◆ **GIVEN PROBLEM**
Rewrite every line of the material from the line containing "Place a point on each instance of the sneaker, one" through the line containing "x=127, y=124", both included, and output only those lines. Multiply each returned x and y coordinate by 1.55 and round to whole numbers, with halves going up, but keep the sample coordinates after "in the form" unchanged.

◆ **RECORDS SHOWN**
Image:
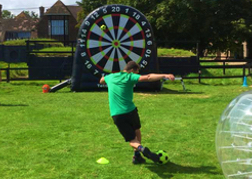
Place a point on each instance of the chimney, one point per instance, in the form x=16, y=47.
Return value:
x=1, y=10
x=41, y=11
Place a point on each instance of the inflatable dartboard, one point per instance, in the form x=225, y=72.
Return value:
x=112, y=35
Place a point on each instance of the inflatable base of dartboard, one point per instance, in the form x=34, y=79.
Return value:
x=108, y=38
x=60, y=85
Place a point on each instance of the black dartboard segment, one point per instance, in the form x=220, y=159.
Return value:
x=113, y=35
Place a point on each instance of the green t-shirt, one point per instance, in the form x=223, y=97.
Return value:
x=120, y=89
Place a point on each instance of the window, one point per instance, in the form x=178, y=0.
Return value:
x=56, y=27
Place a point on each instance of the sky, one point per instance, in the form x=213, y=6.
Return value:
x=17, y=6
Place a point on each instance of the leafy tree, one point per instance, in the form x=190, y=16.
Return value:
x=7, y=15
x=32, y=14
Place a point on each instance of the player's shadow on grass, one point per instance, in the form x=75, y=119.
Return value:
x=167, y=170
x=12, y=105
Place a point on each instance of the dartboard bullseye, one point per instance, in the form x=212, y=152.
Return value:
x=113, y=35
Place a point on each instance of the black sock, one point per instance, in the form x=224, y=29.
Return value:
x=137, y=153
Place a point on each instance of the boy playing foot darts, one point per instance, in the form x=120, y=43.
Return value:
x=123, y=110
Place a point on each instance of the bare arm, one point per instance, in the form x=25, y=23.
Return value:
x=155, y=77
x=102, y=81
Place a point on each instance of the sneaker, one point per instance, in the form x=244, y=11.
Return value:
x=138, y=160
x=154, y=157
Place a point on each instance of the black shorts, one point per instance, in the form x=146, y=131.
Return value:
x=127, y=124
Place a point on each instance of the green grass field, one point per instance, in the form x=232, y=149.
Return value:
x=62, y=134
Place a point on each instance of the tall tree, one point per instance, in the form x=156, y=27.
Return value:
x=7, y=15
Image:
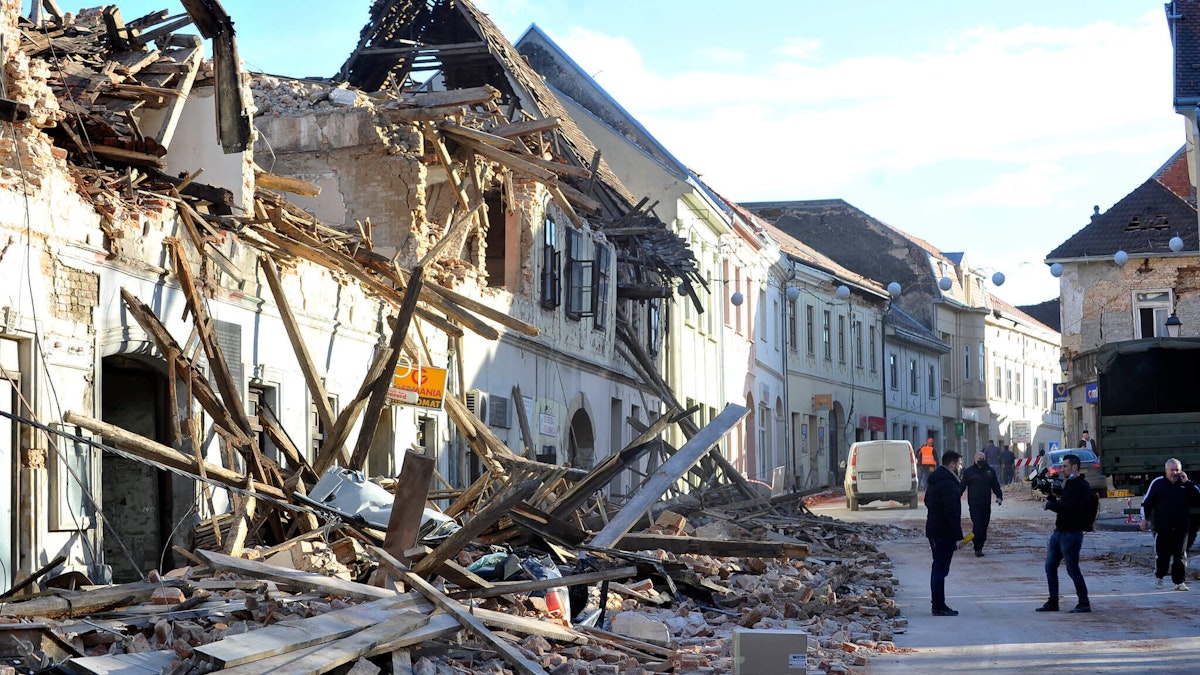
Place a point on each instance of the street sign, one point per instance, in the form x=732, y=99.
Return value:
x=1019, y=430
x=424, y=387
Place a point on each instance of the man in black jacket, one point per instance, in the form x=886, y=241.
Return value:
x=1075, y=511
x=1169, y=501
x=979, y=483
x=943, y=525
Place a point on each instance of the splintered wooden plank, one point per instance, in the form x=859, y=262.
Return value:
x=125, y=663
x=666, y=475
x=292, y=635
x=323, y=658
x=330, y=585
x=519, y=662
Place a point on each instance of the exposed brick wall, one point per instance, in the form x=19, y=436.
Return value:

◆ **TASK SOLUTION**
Place a point on each instance of the sneaker, one point per instance, in the form x=244, y=11.
Return value:
x=214, y=248
x=239, y=243
Place a point on each instance of the black shorts, one point per instance, in the form x=146, y=131.
Return value:
x=197, y=192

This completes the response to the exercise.